Fonte: Rinnovabili & Territorio

Autore: Redazione

A sedici anni dalla firma del Protocollo di Kyoto, l’Italia sembra aver raggiunto l’obiettivo assegnatole, ovvero una riduzione delle emissioni di CO2 pari al 6,5% rispetto ai valori registrati nel 1990.

Secondo le stime della Fondazione per lo Sviluppo Sostenibile, la diminuzione delle emissioni sarebbe, infatti, del 7% nel periodo compreso tra il 2008 e il 2012, con una media annua di 480 milioni di tonnellate di CO2 equivalenti, mentre il limite previsto da Kyoto era di 483,3 milioni di tonnellate.
Su questo risultato -spiega la Fondazione nel dossier presentato in occasione del sedicesimo anniversario della firma del Protocollo- ha certamente pesato la crisi economica, ma non solo: analizzando i dati degli ultimi 7-8 anni si rileva, infatti, un netto miglioramento delle performance ambientali del sistema economico nazionale.

Gli indicatori di intensità carbonica ed energetica del PIL indicano che negli ultimi anni vi sono stati tassi crescenti di riduzione delle emissioni di gas serra e dei consumi energetici per unità PIL, da mettere in relazione con le politiche sulle fonti rinnovabili, il cui contributo è raddoppiato in cinque anni, e sull’efficienza energetica, che ha consentito una riduzione della domanda energetica stimata tra 5 e 15 milioni di tonnellate equivalenti di petrolio.
«Quindici anni fa, quando fu firmato il Protocollo di Kyoto -ha sottolineato Edo Ronchi, Presidente della Fondazione per lo Sviluppo Sostenibile- in Italia c’era una forte divisione fra chi sosteneva che non fosse necessario e avrebbe comportato solo costi rilevanti e chi riteneva che fosse necessario ridurre le emissioni di gas serra e che questo impegno avrebbe prodotto opportunità largamente prevalenti e non solo ambientali. Facendo oggi, molti anni dopo, un bilancio, si può dire che le analisi del partito del ‘Protocollo, costo elevato non necessario’, erano completamente sbagliate sia dal punto dal vista economico (si è raggiunto l’obiettivo senza costi insostenibili), sia ambientale (i gas serra, ormai sono tutti d’accordo, sono alla base della grave crisi climatica)».

Il raggiungimento degli obiettivi del Protocollo –scrive la Fondazione- è il frutto non solo di politiche e misure di settore, come quelle sugli incentivi alle fonti rinnovabili e agli interventi di efficientamento negli edifici, ma anche di un più ampio processo di dematerializzazione dell’economia in corso, guidato dalla diffusione di prodotti e servizi a minore intensità di consumo di risorse ed energia, come anche a comportamenti individuali più sensibili ai temi della tutela ambientale e del risparmio.

## Blocco dati
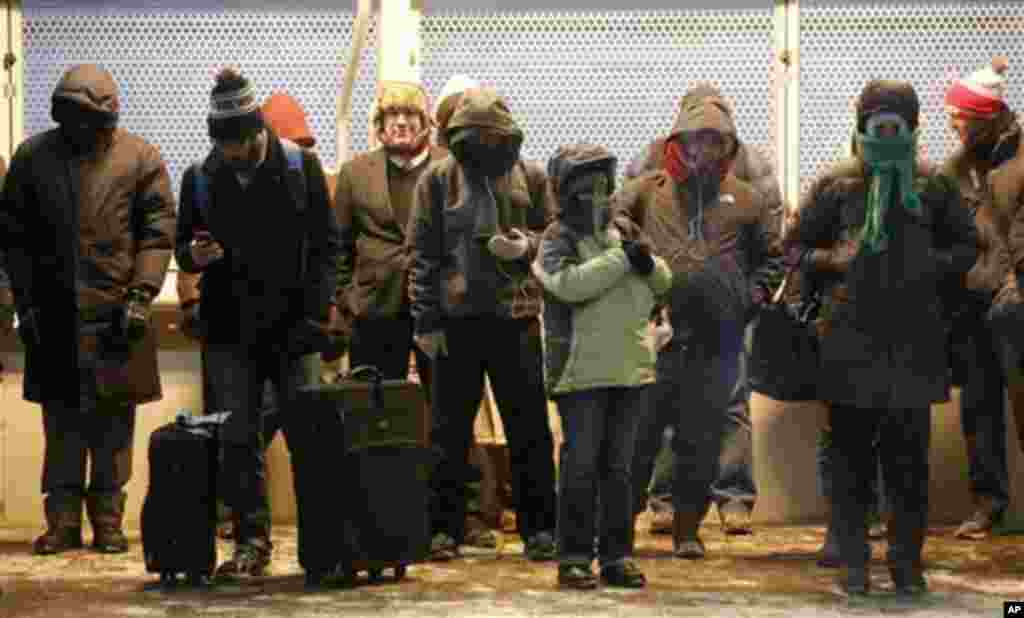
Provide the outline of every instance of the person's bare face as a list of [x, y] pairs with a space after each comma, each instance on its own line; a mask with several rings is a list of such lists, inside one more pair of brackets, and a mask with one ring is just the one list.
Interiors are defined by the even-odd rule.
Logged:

## Consegna
Secondo l'estratto sul Protocollo di Kyoto, quale riduzione delle emissioni di CO2 era l'obiettivo assegnato all'Italia?

## Risposta corretta
L'obiettivo era una riduzione delle emissioni di CO2 pari al 6,5% rispetto ai valori registrati nel 1990.